What is Alzheimer's? 

As described by the Alzheimer's Association, "Alzheimer's is a type of dementia that affects memory, thinking, and behavior." It is  named after Dr. Alois Alzheimer, who discovered it in 1906 and characterized it as a peculiar disease. 

It is a progressive form of dementia that gradually destroys someone’s memory and thinking abilities. Even the simplest tasks are hard to perform. Thus, it could affect an elderly person’s cognitive functions and they need someone to rely on to carry out basic activities of daily living.

According to WHO (World Health Organization), around 50 million people have dementia worldwide, and 60-70% of those cases  have Alzheimer's disease.

Symptoms of Alzheimer's

Its cause might be difficult to understand, but it could be distinguished based on its symptoms. Alzheimer's has three stages of symptoms, as explained below:

Mild Alzheimer's disease - a person might suffer severe memory loss and other cognitive difficulties. 

Moderate Alzheimer's disease - affects language, sensory processing, and reasoning. 

Severe Alzheimer's disease - plaques (beta-amyloid) and tangles (tau) gradually kill nerve cells. Plus, the brain shrinks substantially. Communicating and reasoning with such patients becomes impossible. They also need 24/7 assistance from a caregiver as they may become bedridden. 

Who is likely to get this?

Unfortunately, Alzheimer's disease is not only for the elderly. There are two types of it, namely, Early-onset Alzheimer's disease (30s to mid-60s) and Late-onset Alzheimer's disease.(mid-60s and above).

How to support someone with Alzheimer’s?

As cognitive and emotional abilities decline day by day, it  forces a patient to feel isolated.  They might also refuse favorite hobbies or pastimes because they’ve  forgotten how to do it, or lost their zest for life.

_Work request:_ In the passage on Alzheimer's, what age range is given for early-onset Alzheimer's disease?

Saved entries
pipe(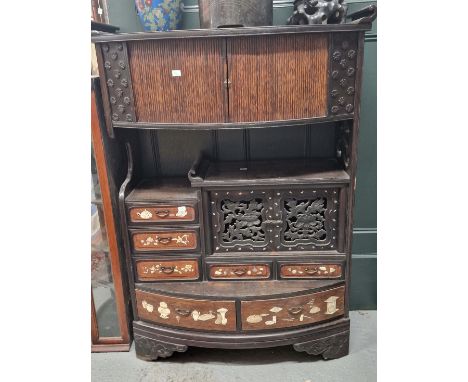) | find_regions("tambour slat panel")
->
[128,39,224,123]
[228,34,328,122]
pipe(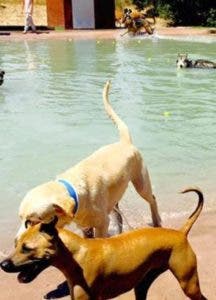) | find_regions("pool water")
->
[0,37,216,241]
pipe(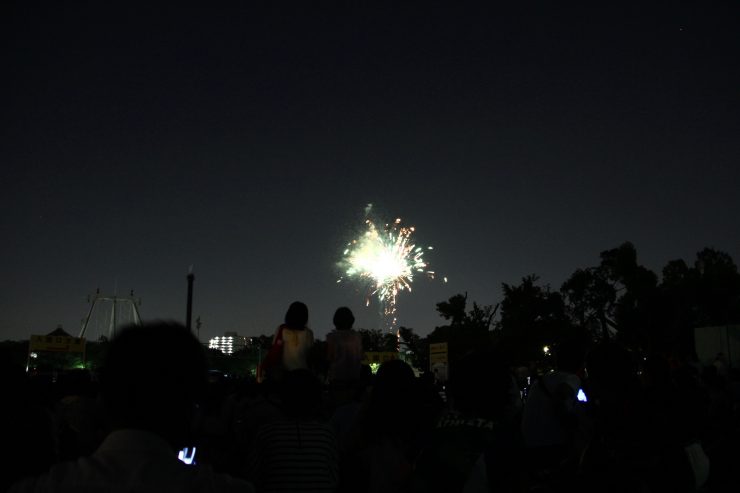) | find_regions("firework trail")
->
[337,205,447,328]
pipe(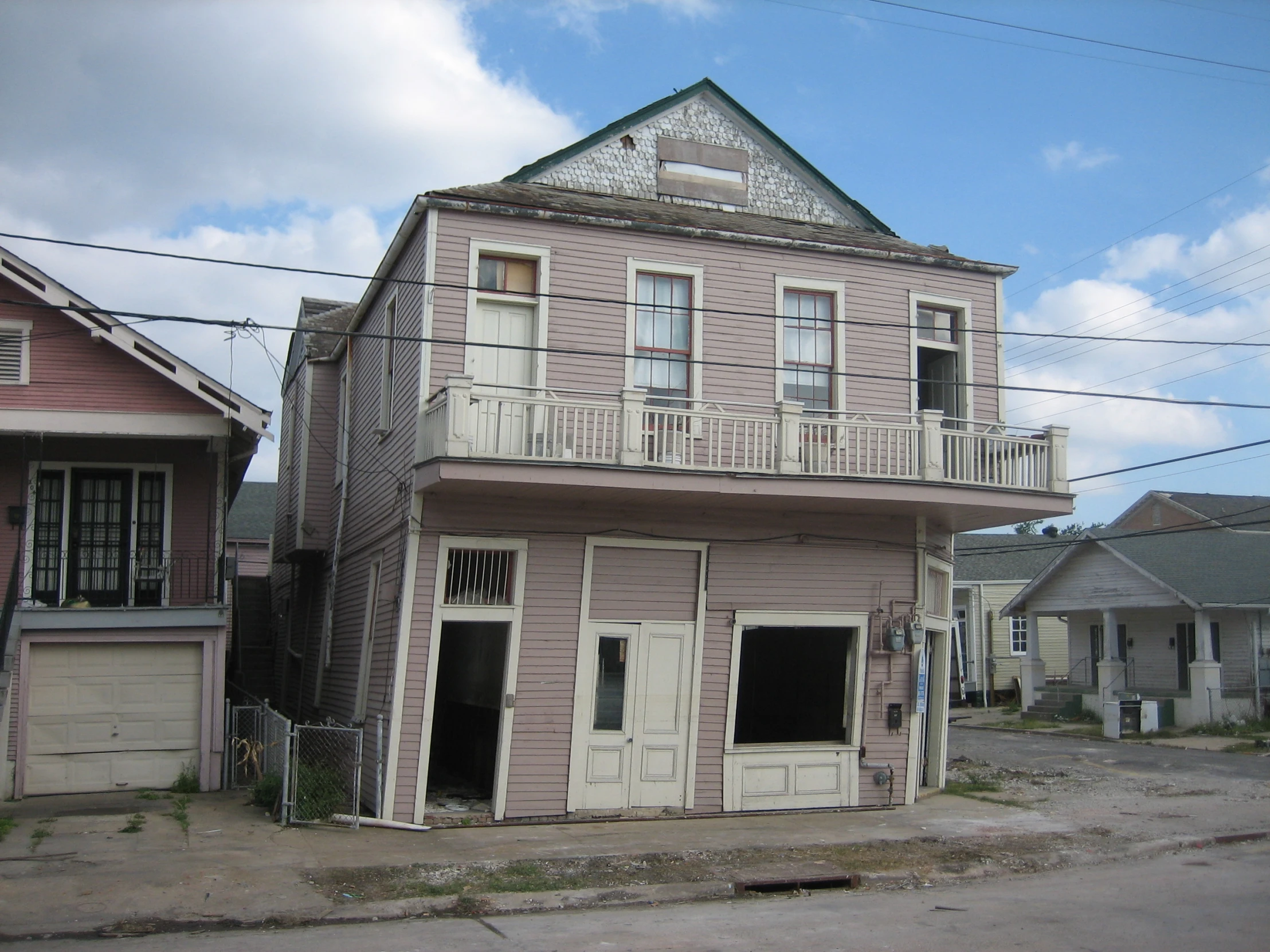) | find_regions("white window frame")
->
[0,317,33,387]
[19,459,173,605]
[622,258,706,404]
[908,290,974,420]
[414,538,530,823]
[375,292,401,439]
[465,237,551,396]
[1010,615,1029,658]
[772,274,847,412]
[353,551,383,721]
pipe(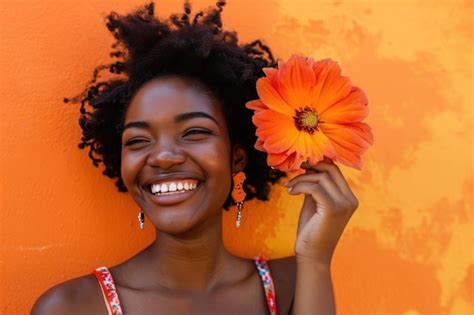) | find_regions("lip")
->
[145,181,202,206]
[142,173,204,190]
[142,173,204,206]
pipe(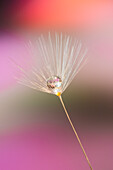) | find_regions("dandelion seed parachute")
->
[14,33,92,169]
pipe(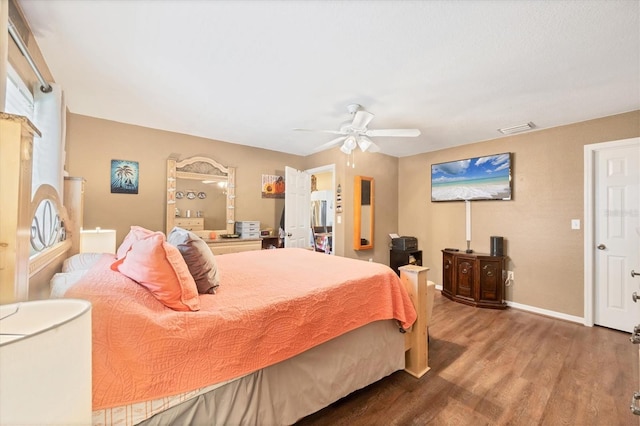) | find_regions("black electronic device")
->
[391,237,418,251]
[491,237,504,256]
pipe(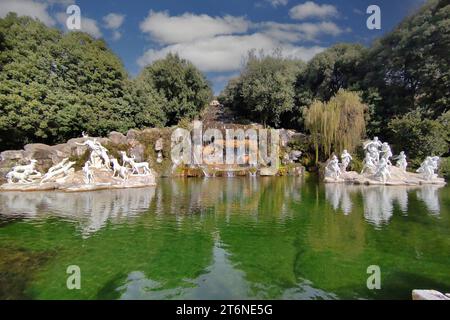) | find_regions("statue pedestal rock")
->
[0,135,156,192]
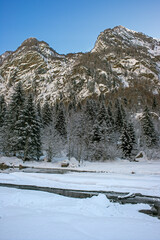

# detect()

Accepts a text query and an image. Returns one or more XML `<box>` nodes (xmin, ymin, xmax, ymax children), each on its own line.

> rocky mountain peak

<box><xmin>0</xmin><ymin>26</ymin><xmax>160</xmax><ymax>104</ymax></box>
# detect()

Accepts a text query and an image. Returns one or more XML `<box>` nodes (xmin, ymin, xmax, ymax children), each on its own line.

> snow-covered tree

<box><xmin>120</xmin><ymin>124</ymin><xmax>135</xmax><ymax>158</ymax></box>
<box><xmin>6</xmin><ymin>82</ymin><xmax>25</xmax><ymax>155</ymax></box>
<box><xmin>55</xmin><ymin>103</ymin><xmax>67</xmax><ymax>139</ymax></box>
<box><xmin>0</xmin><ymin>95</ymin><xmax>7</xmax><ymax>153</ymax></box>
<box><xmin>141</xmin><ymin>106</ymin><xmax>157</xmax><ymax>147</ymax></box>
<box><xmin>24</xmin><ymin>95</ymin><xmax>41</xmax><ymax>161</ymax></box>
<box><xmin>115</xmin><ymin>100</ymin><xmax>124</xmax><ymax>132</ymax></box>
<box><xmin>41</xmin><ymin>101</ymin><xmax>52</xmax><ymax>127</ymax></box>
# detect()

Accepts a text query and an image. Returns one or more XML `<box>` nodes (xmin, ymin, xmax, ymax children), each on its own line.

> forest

_Final answer:_ From the 30s to the mid-60s.